▶ [WHAT IS EXPECTED]:
Gather every line in the records below that contains the word "wicker".

▶ [DATA EXTRACT]:
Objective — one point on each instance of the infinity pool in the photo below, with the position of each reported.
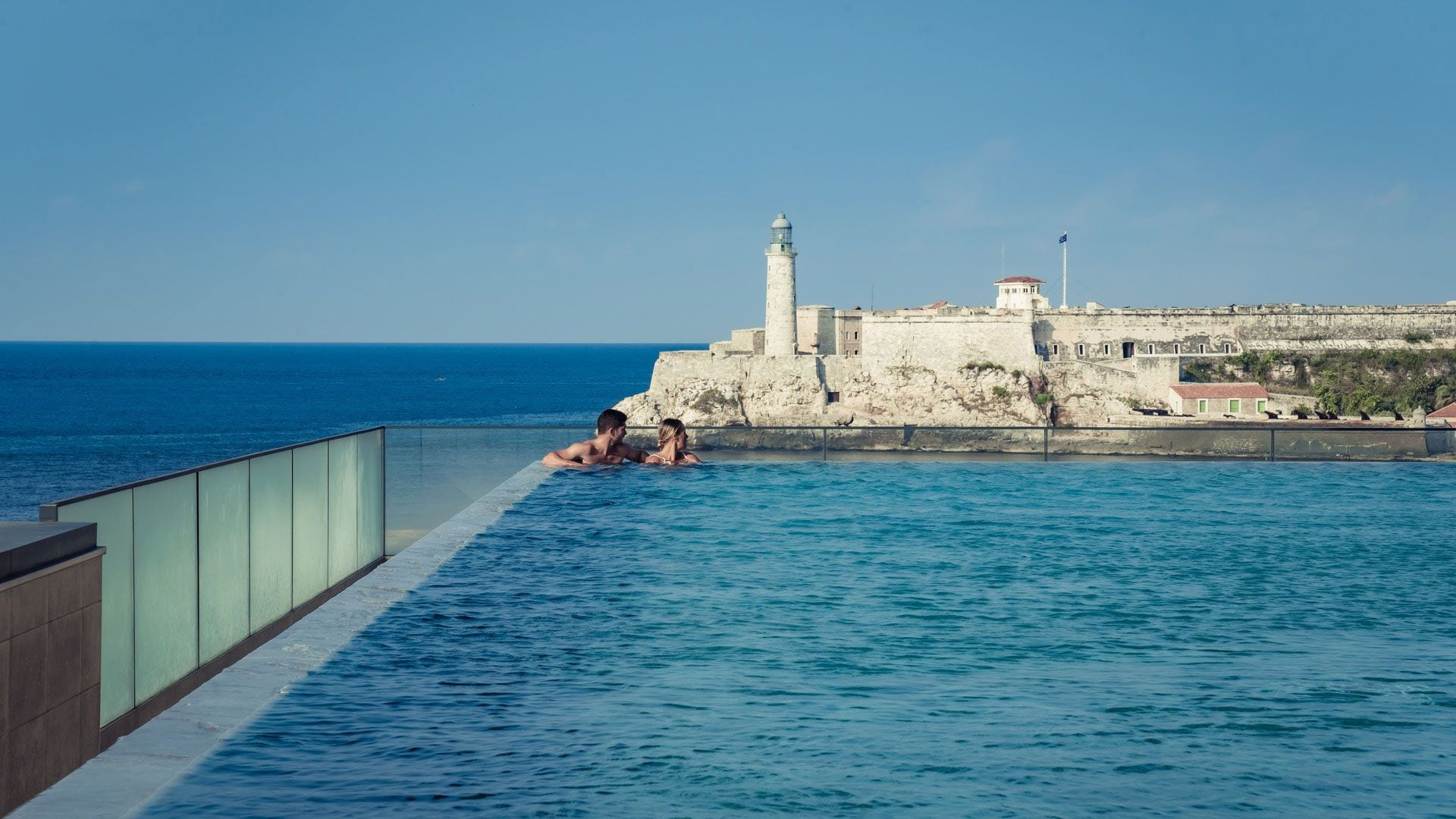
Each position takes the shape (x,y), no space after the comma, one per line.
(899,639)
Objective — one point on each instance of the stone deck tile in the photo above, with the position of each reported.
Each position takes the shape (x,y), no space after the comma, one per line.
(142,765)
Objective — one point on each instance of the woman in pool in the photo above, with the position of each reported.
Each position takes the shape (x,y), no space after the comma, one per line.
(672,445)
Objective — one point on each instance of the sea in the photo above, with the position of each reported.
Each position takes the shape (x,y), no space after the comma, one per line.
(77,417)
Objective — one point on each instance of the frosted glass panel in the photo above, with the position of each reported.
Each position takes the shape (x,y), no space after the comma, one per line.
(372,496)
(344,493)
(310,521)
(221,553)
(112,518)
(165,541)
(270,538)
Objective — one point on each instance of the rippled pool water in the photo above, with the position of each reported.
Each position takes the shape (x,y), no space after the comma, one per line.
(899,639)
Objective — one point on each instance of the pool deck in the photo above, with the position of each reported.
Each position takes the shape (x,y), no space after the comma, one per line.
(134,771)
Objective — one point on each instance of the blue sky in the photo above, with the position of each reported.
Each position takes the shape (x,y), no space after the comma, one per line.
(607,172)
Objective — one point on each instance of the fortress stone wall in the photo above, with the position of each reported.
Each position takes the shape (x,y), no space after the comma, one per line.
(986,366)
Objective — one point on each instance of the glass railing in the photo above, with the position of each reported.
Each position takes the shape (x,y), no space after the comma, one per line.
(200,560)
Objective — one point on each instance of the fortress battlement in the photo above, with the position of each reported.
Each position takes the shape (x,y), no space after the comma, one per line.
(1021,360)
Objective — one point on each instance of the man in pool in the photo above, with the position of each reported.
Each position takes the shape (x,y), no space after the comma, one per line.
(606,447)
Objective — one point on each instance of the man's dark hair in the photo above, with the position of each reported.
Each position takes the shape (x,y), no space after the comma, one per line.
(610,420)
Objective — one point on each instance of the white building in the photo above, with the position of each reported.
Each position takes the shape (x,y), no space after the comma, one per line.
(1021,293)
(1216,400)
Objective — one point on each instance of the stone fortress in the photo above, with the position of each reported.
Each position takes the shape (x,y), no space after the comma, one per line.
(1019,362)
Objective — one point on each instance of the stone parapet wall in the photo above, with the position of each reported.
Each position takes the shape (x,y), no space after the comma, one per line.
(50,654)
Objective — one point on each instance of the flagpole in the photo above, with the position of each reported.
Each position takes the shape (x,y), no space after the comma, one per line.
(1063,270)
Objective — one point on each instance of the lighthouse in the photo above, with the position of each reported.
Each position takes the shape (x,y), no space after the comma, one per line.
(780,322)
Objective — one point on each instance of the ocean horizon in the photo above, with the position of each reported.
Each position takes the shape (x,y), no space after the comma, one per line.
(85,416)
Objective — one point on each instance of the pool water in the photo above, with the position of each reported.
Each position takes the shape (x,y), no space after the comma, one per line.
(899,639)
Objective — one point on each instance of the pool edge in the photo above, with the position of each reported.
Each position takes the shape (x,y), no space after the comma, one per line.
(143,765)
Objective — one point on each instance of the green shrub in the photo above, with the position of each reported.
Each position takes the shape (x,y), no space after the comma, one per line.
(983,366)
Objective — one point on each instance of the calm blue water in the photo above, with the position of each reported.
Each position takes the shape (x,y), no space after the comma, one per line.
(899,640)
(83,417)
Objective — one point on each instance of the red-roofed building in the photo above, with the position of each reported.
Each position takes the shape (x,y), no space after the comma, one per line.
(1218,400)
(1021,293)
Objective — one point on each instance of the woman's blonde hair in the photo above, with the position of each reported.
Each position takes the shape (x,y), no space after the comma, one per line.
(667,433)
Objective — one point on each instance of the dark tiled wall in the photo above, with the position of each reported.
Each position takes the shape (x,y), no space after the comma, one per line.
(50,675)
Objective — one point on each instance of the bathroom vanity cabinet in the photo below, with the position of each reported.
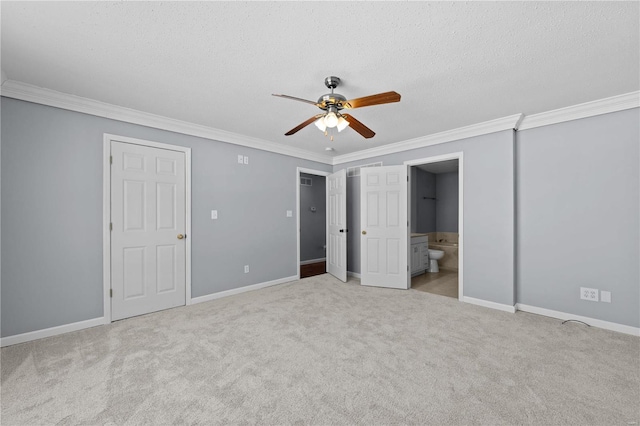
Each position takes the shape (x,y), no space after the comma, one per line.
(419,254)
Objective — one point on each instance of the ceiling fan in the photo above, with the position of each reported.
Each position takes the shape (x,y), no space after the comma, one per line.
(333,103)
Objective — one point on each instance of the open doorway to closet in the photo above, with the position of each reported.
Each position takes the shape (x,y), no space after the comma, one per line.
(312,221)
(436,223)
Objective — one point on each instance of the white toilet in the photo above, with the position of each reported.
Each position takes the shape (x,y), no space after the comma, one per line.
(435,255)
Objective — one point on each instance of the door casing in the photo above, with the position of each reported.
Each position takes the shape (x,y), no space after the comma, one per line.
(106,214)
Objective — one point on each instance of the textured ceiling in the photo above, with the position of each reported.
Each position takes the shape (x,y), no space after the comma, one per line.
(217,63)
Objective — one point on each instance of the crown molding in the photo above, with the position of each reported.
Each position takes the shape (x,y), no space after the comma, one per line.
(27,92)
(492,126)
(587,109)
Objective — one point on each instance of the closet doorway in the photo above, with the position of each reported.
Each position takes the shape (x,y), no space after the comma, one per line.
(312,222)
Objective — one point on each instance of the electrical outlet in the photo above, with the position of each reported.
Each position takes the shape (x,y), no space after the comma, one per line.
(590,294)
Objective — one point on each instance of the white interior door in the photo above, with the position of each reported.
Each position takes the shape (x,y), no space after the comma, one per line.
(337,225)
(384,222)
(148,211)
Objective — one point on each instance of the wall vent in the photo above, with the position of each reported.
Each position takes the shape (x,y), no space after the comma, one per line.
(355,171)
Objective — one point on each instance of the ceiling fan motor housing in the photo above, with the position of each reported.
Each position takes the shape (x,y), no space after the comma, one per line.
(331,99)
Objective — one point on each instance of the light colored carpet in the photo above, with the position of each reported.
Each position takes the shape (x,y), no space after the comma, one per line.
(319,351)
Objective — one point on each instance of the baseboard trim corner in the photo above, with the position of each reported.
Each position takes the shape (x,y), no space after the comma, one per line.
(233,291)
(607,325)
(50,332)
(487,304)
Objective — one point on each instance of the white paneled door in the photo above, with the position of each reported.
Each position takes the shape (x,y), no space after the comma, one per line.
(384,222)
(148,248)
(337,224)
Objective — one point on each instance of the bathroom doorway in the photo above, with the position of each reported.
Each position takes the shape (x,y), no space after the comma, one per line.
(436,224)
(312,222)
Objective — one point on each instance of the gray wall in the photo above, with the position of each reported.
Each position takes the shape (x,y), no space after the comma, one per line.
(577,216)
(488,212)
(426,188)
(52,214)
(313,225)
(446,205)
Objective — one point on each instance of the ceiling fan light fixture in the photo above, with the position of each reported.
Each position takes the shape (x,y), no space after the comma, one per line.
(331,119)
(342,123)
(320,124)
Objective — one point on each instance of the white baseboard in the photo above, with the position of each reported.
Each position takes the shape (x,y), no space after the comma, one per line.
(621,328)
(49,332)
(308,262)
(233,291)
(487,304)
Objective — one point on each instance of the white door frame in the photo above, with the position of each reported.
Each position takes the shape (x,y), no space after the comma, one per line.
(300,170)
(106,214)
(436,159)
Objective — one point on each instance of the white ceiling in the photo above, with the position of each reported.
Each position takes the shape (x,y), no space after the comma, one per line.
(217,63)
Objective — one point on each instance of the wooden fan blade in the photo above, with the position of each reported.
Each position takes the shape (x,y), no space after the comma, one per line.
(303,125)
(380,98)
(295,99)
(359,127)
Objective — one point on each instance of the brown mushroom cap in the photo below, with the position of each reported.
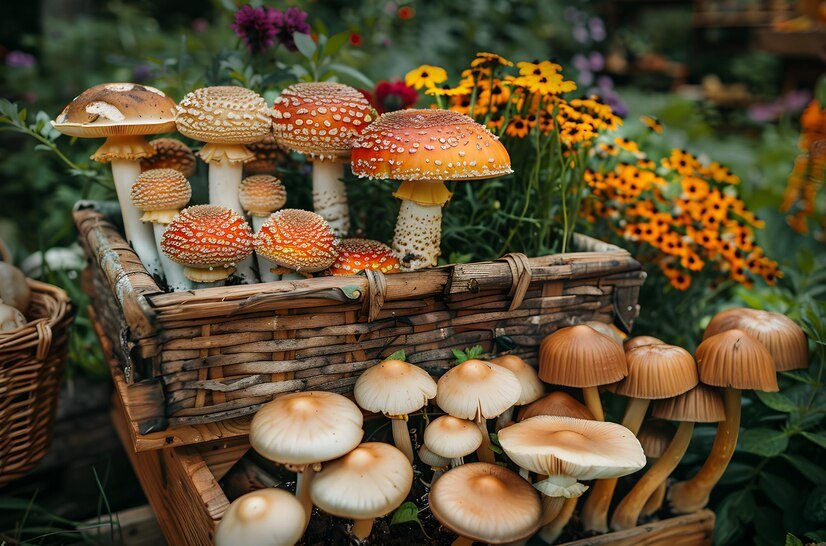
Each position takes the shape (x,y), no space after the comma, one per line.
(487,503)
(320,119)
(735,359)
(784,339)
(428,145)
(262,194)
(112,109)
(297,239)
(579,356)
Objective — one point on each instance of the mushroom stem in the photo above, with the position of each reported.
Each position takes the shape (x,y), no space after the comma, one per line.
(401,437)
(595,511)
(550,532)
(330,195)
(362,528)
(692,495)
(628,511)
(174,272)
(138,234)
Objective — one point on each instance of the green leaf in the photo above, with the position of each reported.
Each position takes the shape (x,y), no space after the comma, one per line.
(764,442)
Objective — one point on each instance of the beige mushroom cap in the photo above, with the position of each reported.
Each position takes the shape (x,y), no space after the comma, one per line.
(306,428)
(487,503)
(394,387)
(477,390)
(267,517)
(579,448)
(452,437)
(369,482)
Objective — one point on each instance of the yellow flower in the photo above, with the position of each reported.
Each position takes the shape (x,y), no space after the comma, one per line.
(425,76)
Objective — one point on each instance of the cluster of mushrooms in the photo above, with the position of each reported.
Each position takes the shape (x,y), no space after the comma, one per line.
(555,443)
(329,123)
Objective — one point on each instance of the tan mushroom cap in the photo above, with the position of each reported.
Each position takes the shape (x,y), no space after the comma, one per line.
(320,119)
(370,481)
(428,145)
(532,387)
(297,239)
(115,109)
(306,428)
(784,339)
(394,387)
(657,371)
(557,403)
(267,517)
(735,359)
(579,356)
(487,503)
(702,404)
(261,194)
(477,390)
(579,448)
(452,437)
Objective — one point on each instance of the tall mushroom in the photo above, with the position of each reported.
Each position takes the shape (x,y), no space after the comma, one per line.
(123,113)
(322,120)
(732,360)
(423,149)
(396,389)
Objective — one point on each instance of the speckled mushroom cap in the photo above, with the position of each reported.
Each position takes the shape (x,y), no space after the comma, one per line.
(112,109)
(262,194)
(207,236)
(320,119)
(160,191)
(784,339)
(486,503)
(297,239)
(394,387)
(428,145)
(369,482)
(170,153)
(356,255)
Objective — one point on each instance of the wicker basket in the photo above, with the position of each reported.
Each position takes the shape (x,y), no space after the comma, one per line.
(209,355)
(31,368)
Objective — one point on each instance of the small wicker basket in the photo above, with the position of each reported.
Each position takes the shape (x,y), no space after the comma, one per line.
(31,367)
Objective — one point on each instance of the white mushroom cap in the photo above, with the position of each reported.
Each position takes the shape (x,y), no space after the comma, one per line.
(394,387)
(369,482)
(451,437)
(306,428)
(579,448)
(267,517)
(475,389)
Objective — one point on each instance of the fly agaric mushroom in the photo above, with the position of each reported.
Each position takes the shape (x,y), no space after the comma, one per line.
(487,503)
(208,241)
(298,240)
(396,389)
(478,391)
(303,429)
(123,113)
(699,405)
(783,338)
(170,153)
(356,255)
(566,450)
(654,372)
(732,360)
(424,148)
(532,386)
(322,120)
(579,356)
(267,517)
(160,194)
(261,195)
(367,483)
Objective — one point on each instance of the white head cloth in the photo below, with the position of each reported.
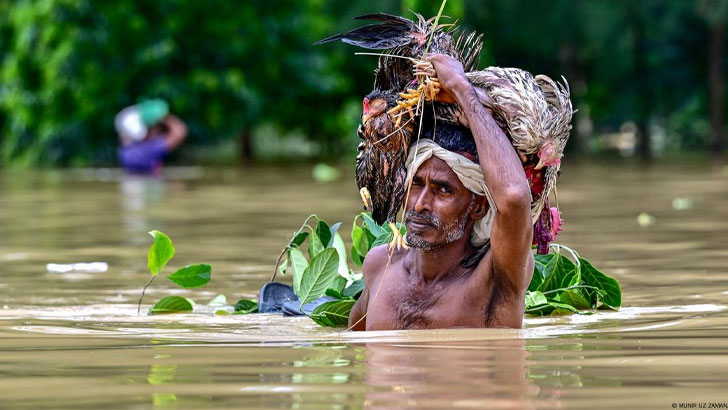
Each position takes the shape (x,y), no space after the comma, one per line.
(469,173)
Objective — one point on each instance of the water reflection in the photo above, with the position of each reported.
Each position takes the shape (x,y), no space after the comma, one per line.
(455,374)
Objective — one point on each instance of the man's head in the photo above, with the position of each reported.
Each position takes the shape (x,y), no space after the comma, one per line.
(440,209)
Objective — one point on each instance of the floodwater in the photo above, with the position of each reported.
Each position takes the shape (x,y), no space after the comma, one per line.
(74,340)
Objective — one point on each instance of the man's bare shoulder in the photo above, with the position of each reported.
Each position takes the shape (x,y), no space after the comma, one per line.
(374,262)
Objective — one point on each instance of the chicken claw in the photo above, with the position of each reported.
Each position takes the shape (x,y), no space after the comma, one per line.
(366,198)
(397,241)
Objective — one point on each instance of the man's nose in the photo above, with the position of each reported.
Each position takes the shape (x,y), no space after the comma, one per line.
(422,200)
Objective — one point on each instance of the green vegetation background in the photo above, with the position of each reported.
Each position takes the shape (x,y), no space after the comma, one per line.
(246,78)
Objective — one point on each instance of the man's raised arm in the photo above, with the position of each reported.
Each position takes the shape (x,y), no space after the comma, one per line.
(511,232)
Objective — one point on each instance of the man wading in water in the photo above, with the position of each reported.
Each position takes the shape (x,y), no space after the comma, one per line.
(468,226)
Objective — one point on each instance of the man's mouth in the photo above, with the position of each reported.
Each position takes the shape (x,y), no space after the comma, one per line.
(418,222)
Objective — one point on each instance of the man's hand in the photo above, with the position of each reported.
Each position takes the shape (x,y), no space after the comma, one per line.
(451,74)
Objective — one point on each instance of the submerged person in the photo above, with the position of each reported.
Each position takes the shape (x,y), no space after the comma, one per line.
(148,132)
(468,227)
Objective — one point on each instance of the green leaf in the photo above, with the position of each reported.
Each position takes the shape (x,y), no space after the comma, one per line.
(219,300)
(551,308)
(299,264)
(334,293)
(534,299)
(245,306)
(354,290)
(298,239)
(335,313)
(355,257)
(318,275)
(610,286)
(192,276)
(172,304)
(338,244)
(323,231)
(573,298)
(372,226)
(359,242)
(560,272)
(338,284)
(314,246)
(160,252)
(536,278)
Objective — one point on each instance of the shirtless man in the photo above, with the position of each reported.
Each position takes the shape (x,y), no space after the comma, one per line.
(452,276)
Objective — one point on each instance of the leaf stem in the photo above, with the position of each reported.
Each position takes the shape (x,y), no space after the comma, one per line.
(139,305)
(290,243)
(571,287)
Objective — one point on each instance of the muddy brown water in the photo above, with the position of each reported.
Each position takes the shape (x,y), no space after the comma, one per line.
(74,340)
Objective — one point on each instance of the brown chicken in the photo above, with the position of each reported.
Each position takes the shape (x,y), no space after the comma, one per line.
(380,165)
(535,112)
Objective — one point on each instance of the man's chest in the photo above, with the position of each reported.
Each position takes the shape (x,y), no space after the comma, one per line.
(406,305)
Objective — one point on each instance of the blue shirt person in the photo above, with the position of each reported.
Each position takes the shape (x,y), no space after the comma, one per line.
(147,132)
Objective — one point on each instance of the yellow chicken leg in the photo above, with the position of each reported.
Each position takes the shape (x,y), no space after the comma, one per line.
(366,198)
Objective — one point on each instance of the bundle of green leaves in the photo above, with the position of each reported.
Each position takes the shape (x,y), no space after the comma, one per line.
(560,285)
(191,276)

▶ [PROBLEM SOLUTION]:
Objective — one point on each instance of the wicker basket in the photo above, with the position of each reported.
Objective — one point on each instance of the small wicker basket in the photo above, with the position of each reported.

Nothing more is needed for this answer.